**Consegna 1:** Stampa senza alcuna modifica il passo del testo sulle province che va da "Gli uffici che" fino a "città più grandi." compreso.
☆ ☆ ☆
Negli ultimi anni sono cambiate molte cose: i finanziamenti sono stati in parte ripristinati e dopo anni le province hanno cominciato ad assumere nuovo personale. Inoltre, da un anno ai presidenti delle province viene riconosciuta un’indennità che è equiparata a quella del sindaco del Comune capoluogo, e che viene erogata in parte dal comune dove il presidente esercita le funzioni di sindaco e in parte dall’ente provinciale.
Le conseguenze della confusione e dei tagli, però, si vedono ancora. L’assenza di un ente intermedio tra i comuni e le Regioni ha compromesso varie procedure di pianificazione degli investimenti sul territorio, e in particolare lo studio delle opere troppo grandi per essere considerate comunali, e troppo piccole se valutate in un ambito regionale: strade, tangenziali, ponti, linee del tram, collegamenti tra punti di interesse come gli ospedali, le stazioni, i grandi parcheggi.
Gli uffici che si occupavano di valutare i piani provinciali delle infrastrutture sono stati svuotati, i dipendenti sono stati trasferiti o sono andati in pensione e non sono stati sostituiti, quelli rimasti sono invecchiati. La mancanza di una forte guida politica, limitata dalle condizioni precarie delle province, ha causato anche un’insipienza generale di visione strategica in settori come la pianificazione urbanistica del territorio e dei trasporti. A essere penalizzati sono stati soprattutto i territori molto vasti e quelli lontani dalle città più grandi.
Questi limiti di programmazione sono stati evidenti anche nella preparazione delle opere degli obiettivi legati al PNRR. I tempi ristretti e la carenza di professionisti come ingegneri, architetti e tecnici hanno portato molte province e comuni a recuperare progetti del passato, su cui erano già stati fatti studi e valutazioni, senza usare nuove ambizioni che sarebbero state forse possibili vista l’entità dei fondi a disposizione. Una scelta per certi versi conservativa applicata a un piano enorme che dovrebbe essere di rilancio.
☆ ☆ ☆
**Consegna 2:** Riporta invariate le righe dell'elenco dalla riga che contiene "of the shirt" fino all'ultima riga dell'elenco, includendo entrambe.

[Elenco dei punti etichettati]
☆ ☆ ☆
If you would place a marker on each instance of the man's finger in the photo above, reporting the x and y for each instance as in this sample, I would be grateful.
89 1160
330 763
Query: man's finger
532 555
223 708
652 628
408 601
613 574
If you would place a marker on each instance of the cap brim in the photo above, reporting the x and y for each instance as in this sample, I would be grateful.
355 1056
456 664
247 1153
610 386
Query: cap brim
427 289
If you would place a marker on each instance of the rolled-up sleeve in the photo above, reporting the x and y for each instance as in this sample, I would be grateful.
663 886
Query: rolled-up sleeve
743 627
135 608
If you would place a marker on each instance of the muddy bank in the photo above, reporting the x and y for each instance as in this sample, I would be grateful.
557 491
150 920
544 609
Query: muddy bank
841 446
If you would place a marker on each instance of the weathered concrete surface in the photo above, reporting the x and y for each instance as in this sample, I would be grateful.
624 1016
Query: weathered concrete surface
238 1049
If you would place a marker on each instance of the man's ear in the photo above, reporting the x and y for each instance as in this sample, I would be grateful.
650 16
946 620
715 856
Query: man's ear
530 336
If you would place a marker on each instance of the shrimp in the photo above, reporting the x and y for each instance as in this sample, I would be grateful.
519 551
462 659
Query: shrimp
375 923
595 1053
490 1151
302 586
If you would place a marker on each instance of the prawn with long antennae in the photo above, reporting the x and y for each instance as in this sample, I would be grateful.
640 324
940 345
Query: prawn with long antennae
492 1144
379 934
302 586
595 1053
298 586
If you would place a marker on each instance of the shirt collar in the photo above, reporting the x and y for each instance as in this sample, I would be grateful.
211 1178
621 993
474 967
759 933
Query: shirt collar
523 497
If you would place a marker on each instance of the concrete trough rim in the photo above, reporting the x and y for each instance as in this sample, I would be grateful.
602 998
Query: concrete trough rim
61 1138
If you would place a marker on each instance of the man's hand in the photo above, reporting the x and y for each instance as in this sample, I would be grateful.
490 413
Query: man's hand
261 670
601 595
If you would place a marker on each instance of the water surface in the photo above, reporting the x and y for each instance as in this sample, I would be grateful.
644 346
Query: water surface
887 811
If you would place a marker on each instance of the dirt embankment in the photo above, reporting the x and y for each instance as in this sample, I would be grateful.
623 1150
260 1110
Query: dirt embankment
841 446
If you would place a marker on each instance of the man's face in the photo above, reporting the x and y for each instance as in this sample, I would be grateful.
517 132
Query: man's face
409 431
☆ ☆ ☆
**Risultato 1:**
Gli uffici che si occupavano di valutare i piani provinciali delle infrastrutture sono stati svuotati, i dipendenti sono stati trasferiti o sono andati in pensione e non sono stati sostituiti, quelli rimasti sono invecchiati. La mancanza di una forte guida politica, limitata dalle condizioni precarie delle province, ha causato anche un’insipienza generale di visione strategica in settori come la pianificazione urbanistica del territorio e dei trasporti. A essere penalizzati sono stati soprattutto i territori molto vasti e quelli lontani dalle città più grandi.

**Risultato 2:**
If you would place a marker on each instance of the shirt collar in the photo above, reporting the x and y for each instance as in this sample, I would be grateful.
211 1178
621 993
474 967
759 933
Query: shirt collar
523 497
If you would place a marker on each instance of the concrete trough rim in the photo above, reporting the x and y for each instance as in this sample, I would be grateful.
602 998
Query: concrete trough rim
61 1138
If you would place a marker on each instance of the man's hand in the photo above, reporting the x and y for each instance as in this sample, I would be grateful.
490 413
Query: man's hand
261 670
601 595
If you would place a marker on each instance of the water surface in the photo above, reporting the x and y for each instance as in this sample, I would be grateful.
644 346
Query: water surface
887 811
If you would place a marker on each instance of the dirt embankment in the photo above, reporting the x and y for each instance as in this sample, I would be grateful.
623 1150
260 1110
Query: dirt embankment
841 446
If you would place a marker on each instance of the man's face in the photo above, reporting the x and y for each instance as in this sample, I would be grateful.
517 132
Query: man's face
409 431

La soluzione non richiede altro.